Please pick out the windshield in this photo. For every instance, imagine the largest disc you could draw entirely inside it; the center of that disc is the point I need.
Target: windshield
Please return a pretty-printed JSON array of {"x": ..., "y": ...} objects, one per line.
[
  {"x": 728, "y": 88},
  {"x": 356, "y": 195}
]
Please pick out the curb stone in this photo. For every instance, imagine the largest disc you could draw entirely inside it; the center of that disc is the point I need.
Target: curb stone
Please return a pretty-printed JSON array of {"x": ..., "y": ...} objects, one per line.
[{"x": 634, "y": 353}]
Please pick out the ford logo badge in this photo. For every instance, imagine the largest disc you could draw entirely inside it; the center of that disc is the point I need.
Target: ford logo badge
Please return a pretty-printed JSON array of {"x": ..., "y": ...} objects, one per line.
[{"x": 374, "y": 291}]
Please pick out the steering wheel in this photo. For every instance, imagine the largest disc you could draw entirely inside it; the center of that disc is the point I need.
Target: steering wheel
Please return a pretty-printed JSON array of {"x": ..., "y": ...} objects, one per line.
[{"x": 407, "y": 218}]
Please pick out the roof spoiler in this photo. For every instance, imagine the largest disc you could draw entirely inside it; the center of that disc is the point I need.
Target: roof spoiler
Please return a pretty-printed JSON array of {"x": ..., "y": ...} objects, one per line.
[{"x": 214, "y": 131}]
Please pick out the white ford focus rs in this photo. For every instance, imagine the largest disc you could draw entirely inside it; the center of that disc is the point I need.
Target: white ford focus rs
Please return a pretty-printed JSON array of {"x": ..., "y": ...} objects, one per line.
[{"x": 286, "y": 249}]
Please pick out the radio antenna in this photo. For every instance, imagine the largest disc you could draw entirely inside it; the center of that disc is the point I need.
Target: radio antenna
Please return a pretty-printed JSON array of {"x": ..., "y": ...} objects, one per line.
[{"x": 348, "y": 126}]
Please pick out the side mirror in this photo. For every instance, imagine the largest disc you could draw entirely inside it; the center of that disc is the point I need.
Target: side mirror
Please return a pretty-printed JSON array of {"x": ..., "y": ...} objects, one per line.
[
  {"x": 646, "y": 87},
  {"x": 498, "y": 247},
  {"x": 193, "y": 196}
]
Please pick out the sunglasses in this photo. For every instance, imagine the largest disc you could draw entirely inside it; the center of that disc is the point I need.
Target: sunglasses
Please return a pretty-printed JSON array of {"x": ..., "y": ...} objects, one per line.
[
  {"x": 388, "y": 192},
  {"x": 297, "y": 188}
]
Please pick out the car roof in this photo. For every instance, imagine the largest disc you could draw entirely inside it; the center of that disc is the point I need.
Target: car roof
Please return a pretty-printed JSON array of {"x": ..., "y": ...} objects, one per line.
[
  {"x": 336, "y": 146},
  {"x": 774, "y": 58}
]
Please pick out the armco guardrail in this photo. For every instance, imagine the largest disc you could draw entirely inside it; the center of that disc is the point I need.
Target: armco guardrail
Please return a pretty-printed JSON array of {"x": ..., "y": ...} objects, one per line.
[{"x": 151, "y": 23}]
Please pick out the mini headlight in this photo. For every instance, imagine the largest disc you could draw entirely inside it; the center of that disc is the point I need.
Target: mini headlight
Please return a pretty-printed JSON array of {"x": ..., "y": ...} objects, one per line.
---
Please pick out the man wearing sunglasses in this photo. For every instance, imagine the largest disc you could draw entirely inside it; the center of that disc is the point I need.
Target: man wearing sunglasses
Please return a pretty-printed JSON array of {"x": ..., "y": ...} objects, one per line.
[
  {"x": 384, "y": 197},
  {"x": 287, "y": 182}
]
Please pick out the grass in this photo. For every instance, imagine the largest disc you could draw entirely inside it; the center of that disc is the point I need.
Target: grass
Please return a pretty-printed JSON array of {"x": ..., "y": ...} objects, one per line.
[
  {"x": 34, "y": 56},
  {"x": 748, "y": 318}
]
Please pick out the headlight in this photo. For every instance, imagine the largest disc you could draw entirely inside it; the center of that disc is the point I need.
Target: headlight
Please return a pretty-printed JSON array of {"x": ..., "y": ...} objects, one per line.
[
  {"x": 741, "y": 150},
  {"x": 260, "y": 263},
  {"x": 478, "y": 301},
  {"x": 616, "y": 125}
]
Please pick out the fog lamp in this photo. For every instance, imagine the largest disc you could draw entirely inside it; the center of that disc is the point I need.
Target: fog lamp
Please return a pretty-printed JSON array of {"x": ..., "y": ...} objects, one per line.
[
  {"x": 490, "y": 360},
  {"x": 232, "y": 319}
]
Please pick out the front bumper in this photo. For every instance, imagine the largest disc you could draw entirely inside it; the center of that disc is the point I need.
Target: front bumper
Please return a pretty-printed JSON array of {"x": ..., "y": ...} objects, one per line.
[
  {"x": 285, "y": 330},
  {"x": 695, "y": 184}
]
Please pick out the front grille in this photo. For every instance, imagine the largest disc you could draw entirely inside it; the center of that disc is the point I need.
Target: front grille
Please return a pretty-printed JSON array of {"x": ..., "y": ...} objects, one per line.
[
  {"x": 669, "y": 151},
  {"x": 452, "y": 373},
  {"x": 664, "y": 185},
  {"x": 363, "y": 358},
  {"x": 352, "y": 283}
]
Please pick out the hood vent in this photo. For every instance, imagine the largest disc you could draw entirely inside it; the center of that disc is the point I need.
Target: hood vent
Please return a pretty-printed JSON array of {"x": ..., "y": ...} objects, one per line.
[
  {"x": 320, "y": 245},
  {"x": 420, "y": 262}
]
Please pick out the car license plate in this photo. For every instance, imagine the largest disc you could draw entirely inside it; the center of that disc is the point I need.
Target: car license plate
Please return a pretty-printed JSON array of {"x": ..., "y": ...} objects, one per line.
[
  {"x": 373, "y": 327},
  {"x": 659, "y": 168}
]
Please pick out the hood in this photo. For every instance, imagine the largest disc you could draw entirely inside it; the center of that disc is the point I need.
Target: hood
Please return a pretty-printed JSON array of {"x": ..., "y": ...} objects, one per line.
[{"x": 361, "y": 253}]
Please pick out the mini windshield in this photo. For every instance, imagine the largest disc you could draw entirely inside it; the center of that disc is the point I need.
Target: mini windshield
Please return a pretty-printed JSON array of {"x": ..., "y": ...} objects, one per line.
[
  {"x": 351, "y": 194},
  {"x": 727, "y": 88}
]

TASK GOAL:
Given the records above, reproduce precisely and only the lines between the line holding "Please pick out the windshield" and the line holding "Target: curb stone", inclusive.

SOLUTION TO THIS TASK:
Please pick out the windshield in this photo. For every instance, imagine the largest disc you could draw entirely inside it; the center of that disc is the point I need.
Target: windshield
Please return a pretty-printed JSON array of {"x": ..., "y": ...} objects, one per line.
[
  {"x": 728, "y": 88},
  {"x": 356, "y": 195}
]
Please pick out the curb stone in this photo. For every instance, imagine the largest disc you could draw entirely inside it; the center of that disc is the point I need.
Target: curb stone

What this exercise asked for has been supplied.